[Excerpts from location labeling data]

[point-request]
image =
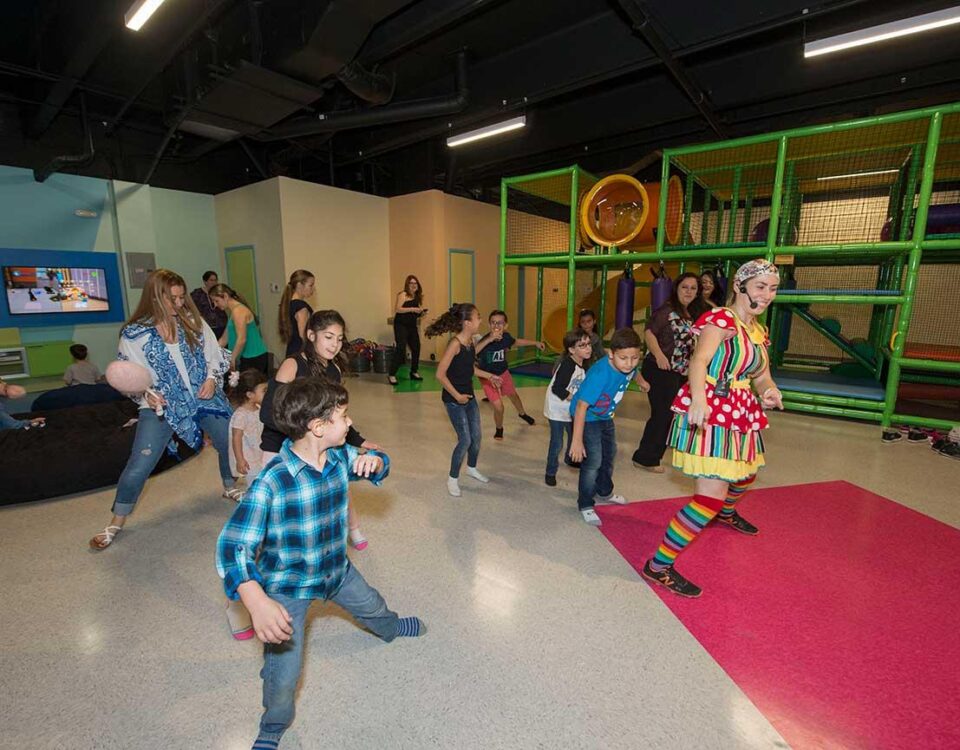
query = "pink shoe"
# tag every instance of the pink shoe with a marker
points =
(358, 540)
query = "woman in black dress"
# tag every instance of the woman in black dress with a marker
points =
(295, 311)
(406, 316)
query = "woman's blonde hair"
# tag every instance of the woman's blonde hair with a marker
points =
(283, 319)
(151, 311)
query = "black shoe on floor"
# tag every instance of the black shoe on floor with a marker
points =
(671, 579)
(738, 522)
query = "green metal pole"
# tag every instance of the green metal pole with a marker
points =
(747, 210)
(913, 266)
(602, 312)
(687, 210)
(539, 323)
(502, 270)
(734, 203)
(572, 257)
(706, 214)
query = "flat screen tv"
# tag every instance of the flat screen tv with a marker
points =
(35, 290)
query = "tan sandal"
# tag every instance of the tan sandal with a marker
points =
(105, 538)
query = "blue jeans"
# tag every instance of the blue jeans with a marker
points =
(596, 471)
(283, 662)
(556, 444)
(466, 421)
(151, 440)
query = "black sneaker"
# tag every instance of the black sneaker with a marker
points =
(950, 450)
(671, 579)
(740, 523)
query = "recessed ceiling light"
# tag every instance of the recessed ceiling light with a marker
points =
(140, 12)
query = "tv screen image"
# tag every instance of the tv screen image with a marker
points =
(47, 289)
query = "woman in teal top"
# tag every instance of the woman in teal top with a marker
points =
(242, 337)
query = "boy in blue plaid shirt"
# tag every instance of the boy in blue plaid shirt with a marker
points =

**Stated problem**. Count the lines in the rows above that contain the string "shoe", treating uppercase and lowercase as different. Reply with the number alone.

**Solved problem**. 4